• [ESTRATTO FORNITO]:

· · ·

Quasi tre mesi sono trascorsi da quando Piergiorgio Welby ha chiesto apertamente di essere lasciato morire, rinunciando alla ventilazione artificiale che lo teneva in vita dal 1997 e solo ieri notte (scrivo nella serata di giovedì 21 dicembre) è riuscito ad ottenerlo. Sono stati davvero lunghi e angosciosi per tutti: per Welby, per i suoi cari, per i suoi amici e per il pubblico che ha seguito la sua vicenda. Tra coloro che non lo conoscevano e non avevano legami con lui, io sono stato profondamente toccato dalla sua storia e dalla sua battaglia e mi sembra di qualche interesse spiegare perché.

· · ·

• [DATI DISPONIBILI]:

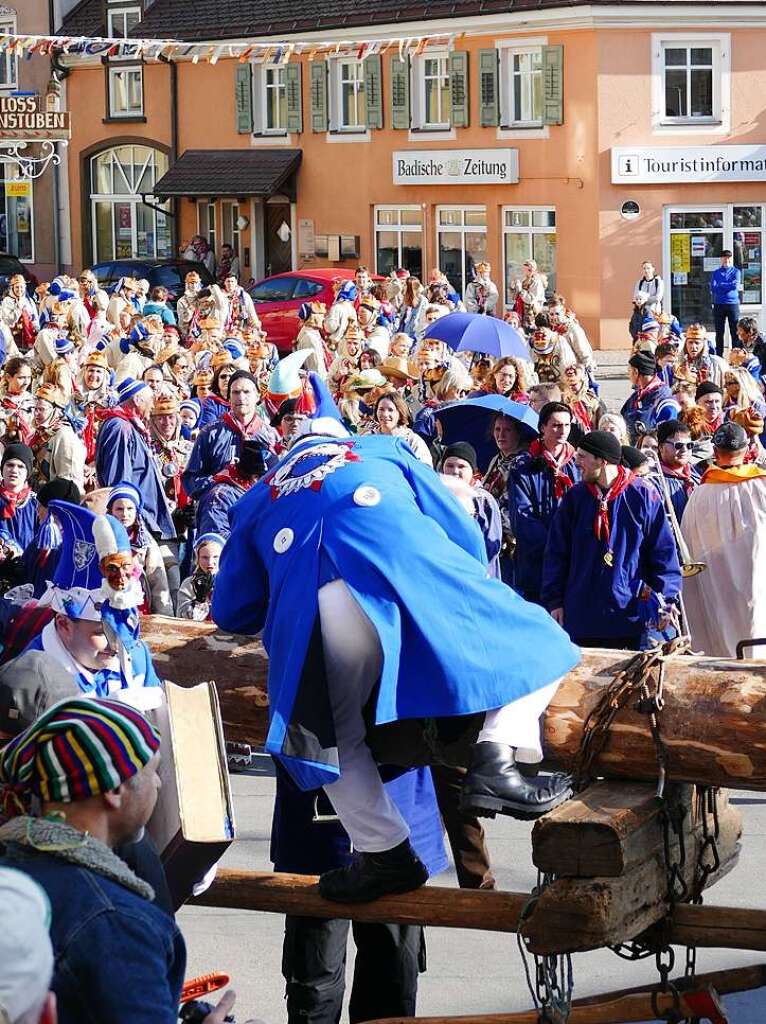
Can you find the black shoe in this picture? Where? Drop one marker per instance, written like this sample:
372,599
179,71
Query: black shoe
373,875
495,785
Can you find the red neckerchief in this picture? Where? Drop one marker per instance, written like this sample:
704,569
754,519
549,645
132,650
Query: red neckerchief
601,524
118,413
653,384
230,475
248,431
684,473
11,499
561,482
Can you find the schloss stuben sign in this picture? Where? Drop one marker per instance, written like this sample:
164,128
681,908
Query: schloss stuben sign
26,119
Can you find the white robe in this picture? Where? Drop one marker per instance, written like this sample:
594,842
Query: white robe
724,525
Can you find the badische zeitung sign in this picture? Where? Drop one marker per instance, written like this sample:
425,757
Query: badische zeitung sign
26,119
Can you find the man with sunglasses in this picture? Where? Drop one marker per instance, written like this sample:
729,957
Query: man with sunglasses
675,461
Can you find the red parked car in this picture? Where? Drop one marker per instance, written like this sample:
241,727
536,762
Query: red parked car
277,299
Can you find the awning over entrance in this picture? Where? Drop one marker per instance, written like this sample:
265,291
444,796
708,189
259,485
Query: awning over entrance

· · ·

• [ESPLORA IL MATERIALE]:
- 1) Traduci in inglese questa frase dell'estratto: "Tra coloro che non lo conoscevano e non avevano legami con lui, io sono stato profondamente toccato dalla sua storia e dalla sua battaglia e mi sembra di qualche interesse spiegare perché."
- 2) Modifica il tratto dell'estratto che va da "Quasi tre mesi" fino a "interesse spiegare perché.", mettendo "dolorosi" al posto di "angosciosi".
Le righe qui non hanno alcun ruolo.

• [INSIEME DELLE SOLUZIONI]:
- 1) Among those who did not know him and had no ties to him, I have been deeply moved by his story and his struggle, and it seems to me of some interest to explain why.

- 2)
Quasi tre mesi sono trascorsi da quando Piergiorgio Welby ha chiesto apertamente di essere lasciato morire, rinunciando alla ventilazione artificiale che lo teneva in vita dal 1997 e solo ieri notte (scrivo nella serata di giovedì 21 dicembre) è riuscito ad ottenerlo. Sono stati davvero lunghi e dolorosi per tutti: per Welby, per i suoi cari, per i suoi amici e per il pubblico che ha seguito la sua vicenda. Tra coloro che non lo conoscevano e non avevano legami con lui, io sono stato profondamente toccato dalla sua storia e dalla sua battaglia e mi sembra di qualche interesse spiegare perché.